_YOUR INSTRUCTIONS_
Copy out the listing below line by line, with no change to any word or figure.

### EXTRACTED MATERIAL

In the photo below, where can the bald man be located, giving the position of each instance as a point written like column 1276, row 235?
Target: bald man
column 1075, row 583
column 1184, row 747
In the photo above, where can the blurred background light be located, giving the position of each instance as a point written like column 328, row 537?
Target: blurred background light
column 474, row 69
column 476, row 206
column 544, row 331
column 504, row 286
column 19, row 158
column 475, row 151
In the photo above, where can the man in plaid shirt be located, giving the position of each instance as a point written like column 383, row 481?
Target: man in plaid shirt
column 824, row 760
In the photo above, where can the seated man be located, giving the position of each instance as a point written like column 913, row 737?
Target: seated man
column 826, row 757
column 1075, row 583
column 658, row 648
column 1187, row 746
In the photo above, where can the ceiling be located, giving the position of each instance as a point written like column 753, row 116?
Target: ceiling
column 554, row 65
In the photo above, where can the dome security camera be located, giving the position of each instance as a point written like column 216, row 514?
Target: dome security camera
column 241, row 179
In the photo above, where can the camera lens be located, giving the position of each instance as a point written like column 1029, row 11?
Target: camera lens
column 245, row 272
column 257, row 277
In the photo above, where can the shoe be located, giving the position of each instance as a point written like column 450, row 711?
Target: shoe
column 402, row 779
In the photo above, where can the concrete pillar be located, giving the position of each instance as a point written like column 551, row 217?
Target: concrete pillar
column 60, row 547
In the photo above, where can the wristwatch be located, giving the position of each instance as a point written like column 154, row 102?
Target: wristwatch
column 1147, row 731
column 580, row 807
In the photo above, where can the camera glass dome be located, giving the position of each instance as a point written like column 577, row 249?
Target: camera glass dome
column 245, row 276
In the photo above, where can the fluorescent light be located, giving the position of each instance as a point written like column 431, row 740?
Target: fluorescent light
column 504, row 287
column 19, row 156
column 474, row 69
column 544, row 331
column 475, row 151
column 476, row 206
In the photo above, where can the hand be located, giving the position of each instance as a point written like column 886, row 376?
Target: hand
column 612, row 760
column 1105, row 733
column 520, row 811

######

_THE SOLUTION_
In the photo below, where can the bald man be located, giving the position of each instance as a point written like column 1276, row 235?
Target: bald man
column 1075, row 583
column 1184, row 747
In the photo above, where can the blurred background light be located, giving the position of each instance as a point written like column 328, row 537?
Target: blurred background light
column 474, row 69
column 476, row 206
column 544, row 331
column 504, row 286
column 19, row 158
column 475, row 151
In the photo above, where can the man in plaid shirt be located, giving the position of each instance as a point written like column 383, row 481?
Target: man in plaid shirt
column 824, row 760
In the photo above, where can the seated man be located, giving the position of each instance as a point written like column 913, row 737?
Target: seated man
column 826, row 757
column 1075, row 583
column 658, row 648
column 1187, row 746
In the photo above, where can the ceiling be located, giving the position of each instance as a point written like column 753, row 116?
Target: ceiling
column 554, row 65
In the photo above, where can the dome security camera be located, giving the position of each instance as a point written like column 216, row 514?
Target: dome security camera
column 241, row 179
In the photo above, where can the camera lens be located, giving the position of each instance as a point written like column 1029, row 11?
Target: camera lens
column 245, row 272
column 257, row 277
In the photo above, where can the shoe be located, giving the position of each instance as a point written like column 450, row 711?
Target: shoe
column 402, row 779
In the photo above, where can the concrete pillar be located, giving the position of each instance as a point written like column 551, row 217?
Target: concrete pillar
column 60, row 547
In the photo above, where can the wristwatch be located, giving the position of each instance as a point written like column 154, row 102?
Target: wristwatch
column 1147, row 731
column 580, row 807
In the photo above, where can the camera glass dome be located, giving the position of each instance as a point written like column 577, row 249?
Target: camera glass dome
column 245, row 276
In the photo above, where can the fluorescent light be located, giving the position of each instance as a point written like column 431, row 740?
Target: fluorescent light
column 504, row 287
column 19, row 156
column 474, row 69
column 544, row 331
column 475, row 151
column 476, row 206
In the photo above, where can the hand be located, giving the position of each instance as a point written like column 886, row 376?
Target: hand
column 612, row 760
column 1105, row 733
column 520, row 811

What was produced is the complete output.